Consigne:
Recopiez fidèlement, dans l'extrait ci-dessous sur le changement de position d'hommes d'affaires partisans de Sarkozy, le passage qui va de « Quelle ne fut » jusqu'à « de ces pratiques. ».

Extrait du texte:
C'est ce qui m'est arrivé cette semaine. J'ai rencontré une vingtaine de personnes, hommes d'affaires, tous de farouches partisans en juin de Sarkozy.
J'ai pris le parti depuis longtemps avec ces personnes de ne pas exprimer mes opinions personnelles. Ce qui fait que mon attitude a toujours été, ce qu'on nommme en psychanalyse, de neutralité bienveillante et qu'elle n'a pas ni dans un sens ni dans un autre pu influencer leurs propos.
Quelle ne fut donc ma surprise quand je les ai entendus cette semaine exprimer ce qui m'apparût comme un réel changement de position.
Les boute-feu qui quelques mois plus tôt soutenaient Sarkozy pour casser les mouvements sociaux, leur en remontrer à ces mous qui ne veulent pas changer, se mettent à me dire que oui pour les sans-papiers avec les enfants, c'est violent, les quotas, l'ADN, c'est mal venu. Leur orgueil de mâle peut-être ? Sensibles à l'argument du test qui repère les fausses paternités endossées à l'insu du plein gré ? Quelques-uns chrétiens commencent à entendre l'indignité de ces pratiques.
Les plus convaincus en juin se taisent, l'air grave, presque heurtés dans leur sensibilité -j'ai déjà parlé ici de Harry-, j'ai trouvé le même regard inquiet et tourmenté chez ces endoctrinés, qui rêvaient les yeux au ciel en juin.

Données fournies:
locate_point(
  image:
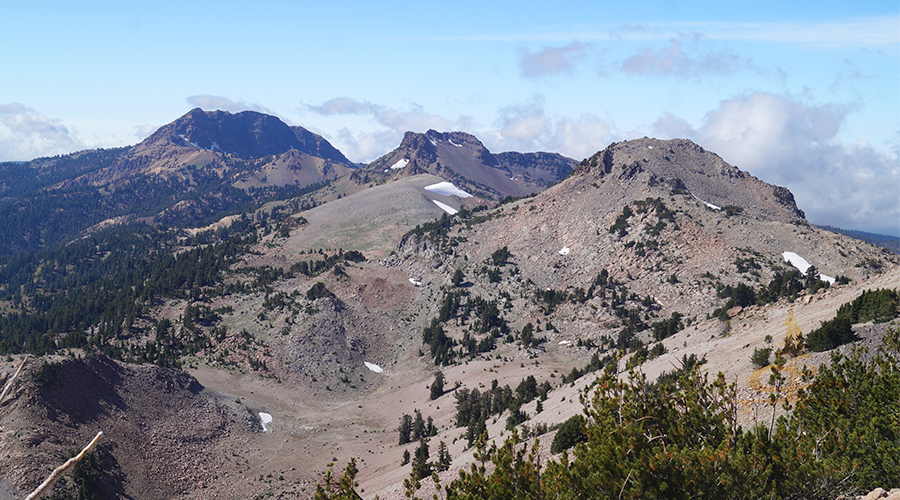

Corrigé:
Quelle ne fut donc ma surprise quand je les ai entendus cette semaine exprimer ce qui m'apparût comme un réel changement de position.
Les boute-feu qui quelques mois plus tôt soutenaient Sarkozy pour casser les mouvements sociaux, leur en remontrer à ces mous qui ne veulent pas changer, se mettent à me dire que oui pour les sans-papiers avec les enfants, c'est violent, les quotas, l'ADN, c'est mal venu. Leur orgueil de mâle peut-être ? Sensibles à l'argument du test qui repère les fausses paternités endossées à l'insu du plein gré ? Quelques-uns chrétiens commencent à entendre l'indignité de ces pratiques.